++++ PROVIDED MATERIAL ++++
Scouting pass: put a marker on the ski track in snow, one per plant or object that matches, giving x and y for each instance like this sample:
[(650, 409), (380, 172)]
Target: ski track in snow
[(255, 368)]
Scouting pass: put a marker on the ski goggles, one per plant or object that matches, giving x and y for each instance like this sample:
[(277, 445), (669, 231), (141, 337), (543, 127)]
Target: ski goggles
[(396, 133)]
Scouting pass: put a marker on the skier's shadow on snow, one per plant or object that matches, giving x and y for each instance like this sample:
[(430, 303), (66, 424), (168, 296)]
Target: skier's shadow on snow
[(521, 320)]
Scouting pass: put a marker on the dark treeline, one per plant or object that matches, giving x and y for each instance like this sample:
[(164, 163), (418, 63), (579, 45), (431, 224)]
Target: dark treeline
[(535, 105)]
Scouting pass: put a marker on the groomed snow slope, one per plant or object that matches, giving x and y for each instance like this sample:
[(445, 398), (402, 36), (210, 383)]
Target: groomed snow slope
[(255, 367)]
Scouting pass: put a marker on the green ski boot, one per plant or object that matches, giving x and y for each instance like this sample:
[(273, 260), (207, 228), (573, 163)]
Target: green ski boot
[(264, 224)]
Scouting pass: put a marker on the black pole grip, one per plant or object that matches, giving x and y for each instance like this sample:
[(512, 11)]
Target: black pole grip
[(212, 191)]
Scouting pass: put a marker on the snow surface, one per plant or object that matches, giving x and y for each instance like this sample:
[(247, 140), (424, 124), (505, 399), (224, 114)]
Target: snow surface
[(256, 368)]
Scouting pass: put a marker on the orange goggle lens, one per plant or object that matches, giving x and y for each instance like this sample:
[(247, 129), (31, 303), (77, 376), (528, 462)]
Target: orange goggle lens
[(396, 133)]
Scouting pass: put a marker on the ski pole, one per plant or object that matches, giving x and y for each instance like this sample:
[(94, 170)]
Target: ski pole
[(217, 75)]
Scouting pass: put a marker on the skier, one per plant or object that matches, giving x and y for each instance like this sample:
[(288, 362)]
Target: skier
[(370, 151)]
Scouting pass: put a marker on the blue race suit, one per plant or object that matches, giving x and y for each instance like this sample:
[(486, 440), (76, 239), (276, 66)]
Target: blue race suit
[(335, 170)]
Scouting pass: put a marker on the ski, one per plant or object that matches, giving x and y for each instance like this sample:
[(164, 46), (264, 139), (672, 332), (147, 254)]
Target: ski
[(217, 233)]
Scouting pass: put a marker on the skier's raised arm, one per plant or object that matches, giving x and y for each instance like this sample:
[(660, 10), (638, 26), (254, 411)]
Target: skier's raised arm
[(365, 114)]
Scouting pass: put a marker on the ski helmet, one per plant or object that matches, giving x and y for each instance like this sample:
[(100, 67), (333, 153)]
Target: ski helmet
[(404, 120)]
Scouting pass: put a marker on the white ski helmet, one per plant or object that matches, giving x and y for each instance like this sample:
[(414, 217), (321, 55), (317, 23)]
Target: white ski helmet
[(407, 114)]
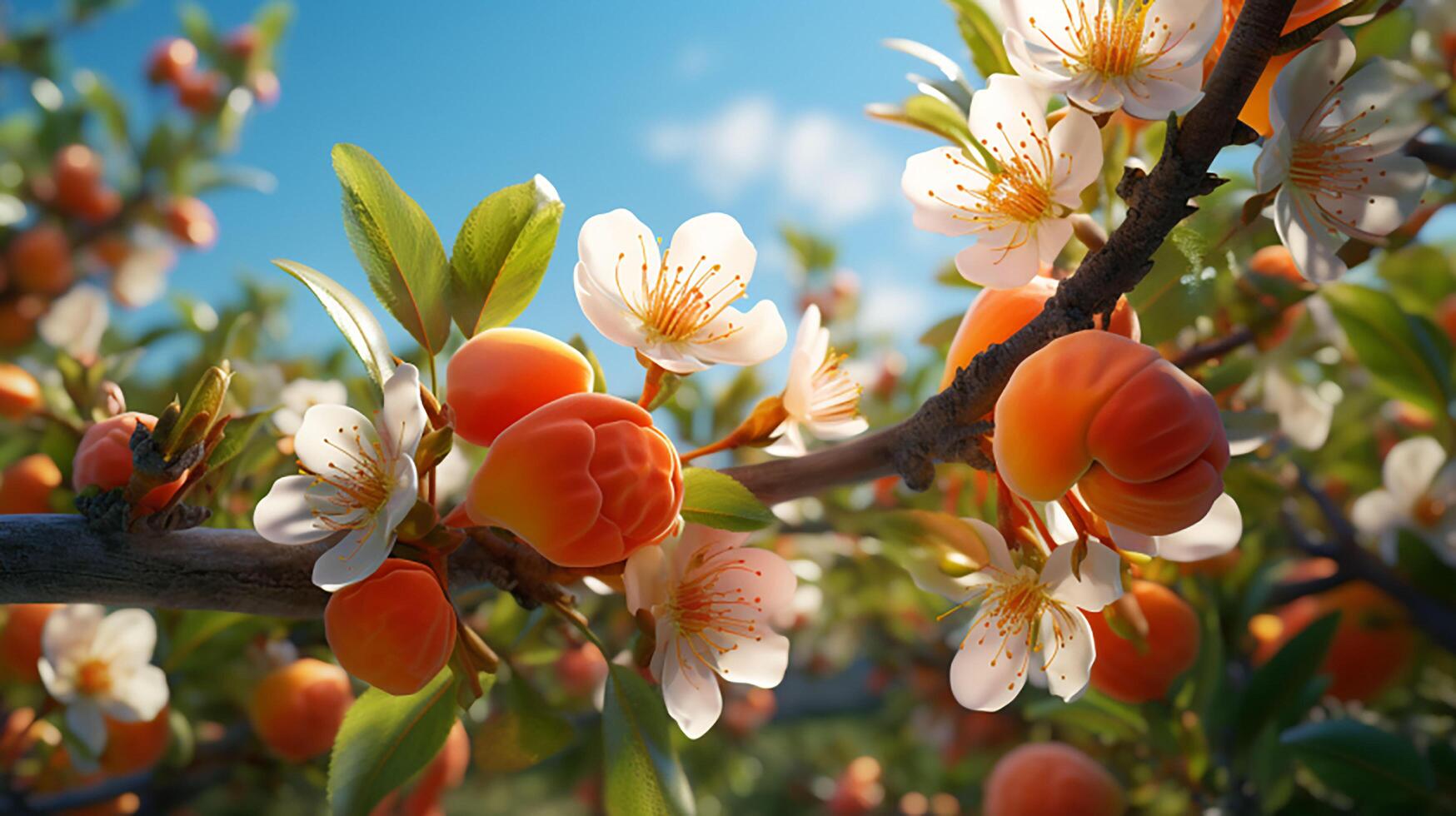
++++
■ **YOUR INSTRUCTIONS**
Beginning at the top of the data, extract each line through the line containing "[(277, 445), (669, 231), (141, 337), (543, 127)]" and return those lines exactly, with nothing added.

■ **TASK ANSWER**
Scouting pass: put a marker on the ski track in snow, one per plant or object that matches, giving x and y for each instance like this sample:
[(650, 409), (380, 172)]
Target: ski track in snow
[(255, 368)]
Scouting pass: put a marker on the ski goggles, one per plant or object that matches, giving x and y for each instance like this sample:
[(277, 445), (669, 231), (141, 337), (543, 127)]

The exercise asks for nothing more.